(Records from a collection)

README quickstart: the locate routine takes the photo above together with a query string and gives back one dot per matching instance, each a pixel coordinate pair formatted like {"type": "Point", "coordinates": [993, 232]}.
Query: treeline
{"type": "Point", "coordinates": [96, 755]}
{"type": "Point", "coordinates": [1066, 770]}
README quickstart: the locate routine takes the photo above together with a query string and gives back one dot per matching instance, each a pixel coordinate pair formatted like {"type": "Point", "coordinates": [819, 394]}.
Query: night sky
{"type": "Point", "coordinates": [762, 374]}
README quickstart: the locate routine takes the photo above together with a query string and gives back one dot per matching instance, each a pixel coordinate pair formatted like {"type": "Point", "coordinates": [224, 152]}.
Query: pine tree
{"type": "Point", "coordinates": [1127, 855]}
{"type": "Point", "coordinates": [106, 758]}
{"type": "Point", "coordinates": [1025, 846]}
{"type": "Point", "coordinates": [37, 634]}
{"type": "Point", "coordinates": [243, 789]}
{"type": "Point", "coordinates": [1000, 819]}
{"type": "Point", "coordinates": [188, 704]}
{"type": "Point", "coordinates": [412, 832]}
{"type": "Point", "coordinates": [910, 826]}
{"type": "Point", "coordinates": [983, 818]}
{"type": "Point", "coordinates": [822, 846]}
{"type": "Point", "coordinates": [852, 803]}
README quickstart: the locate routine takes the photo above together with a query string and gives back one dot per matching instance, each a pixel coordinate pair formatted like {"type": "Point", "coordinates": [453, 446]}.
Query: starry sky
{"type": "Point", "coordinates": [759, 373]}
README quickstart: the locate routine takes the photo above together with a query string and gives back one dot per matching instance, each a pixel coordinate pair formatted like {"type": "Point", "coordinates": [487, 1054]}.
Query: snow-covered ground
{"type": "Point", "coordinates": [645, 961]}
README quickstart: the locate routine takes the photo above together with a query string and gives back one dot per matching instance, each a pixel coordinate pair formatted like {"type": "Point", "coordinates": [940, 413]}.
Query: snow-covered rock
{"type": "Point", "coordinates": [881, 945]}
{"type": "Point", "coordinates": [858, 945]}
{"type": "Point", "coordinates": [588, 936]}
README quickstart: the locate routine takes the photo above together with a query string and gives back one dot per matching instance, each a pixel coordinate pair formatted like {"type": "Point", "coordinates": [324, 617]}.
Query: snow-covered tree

* **BRIEF**: Quote the data in full, keeping each word unchanged.

* **RESPONSE TO THE EXERCISE**:
README quickstart: the locate routine takes the photo above together with a query string and gives back one dot per matching instance, each a pixel coordinate pair formatted like {"type": "Point", "coordinates": [993, 232]}.
Query: treeline
{"type": "Point", "coordinates": [96, 755]}
{"type": "Point", "coordinates": [1066, 770]}
README quickstart: the locate routine takes the photo above together with a query string and gives back one dot per matching instance, each a pixel coordinate pair formatted like {"type": "Point", "coordinates": [819, 394]}.
Query: night sky
{"type": "Point", "coordinates": [762, 374]}
README quickstart: the locate routine takes the photo above together with a query string and gives back one dot per matching instance, each a pixel coordinate pair formatted like {"type": "Point", "coordinates": [224, 152]}.
Query: pine tree
{"type": "Point", "coordinates": [1127, 855]}
{"type": "Point", "coordinates": [106, 758]}
{"type": "Point", "coordinates": [1025, 846]}
{"type": "Point", "coordinates": [37, 634]}
{"type": "Point", "coordinates": [243, 789]}
{"type": "Point", "coordinates": [1000, 819]}
{"type": "Point", "coordinates": [188, 704]}
{"type": "Point", "coordinates": [412, 832]}
{"type": "Point", "coordinates": [910, 826]}
{"type": "Point", "coordinates": [983, 818]}
{"type": "Point", "coordinates": [822, 846]}
{"type": "Point", "coordinates": [852, 803]}
README quickstart: the locate routine takes the photo above together with a query string and gives back one dot per matching instance, each a pixel coordinate pair formatted like {"type": "Point", "coordinates": [453, 446]}.
Query: starry sky
{"type": "Point", "coordinates": [759, 373]}
README quickstart: the locate routine takes the photo above together with a query string and gives back one dot per matching instance, each a pixel coordinate pair formatted like {"type": "Point", "coordinates": [487, 1054]}.
Query: snow-covered ground
{"type": "Point", "coordinates": [645, 961]}
README quickstart: the locate routine takes the photo above together with a query string and gives back one dot per matching instance, each a pixel coordinate pair formatted like {"type": "Point", "coordinates": [940, 413]}.
Query: snow-covered rock
{"type": "Point", "coordinates": [881, 945]}
{"type": "Point", "coordinates": [858, 945]}
{"type": "Point", "coordinates": [588, 936]}
README quickstart: the locate routine takes the photo above together with a query string and gives back one dot per matching instance, each a pixel coordinate pair formatted like {"type": "Point", "coordinates": [324, 617]}.
Query: snow-covered tree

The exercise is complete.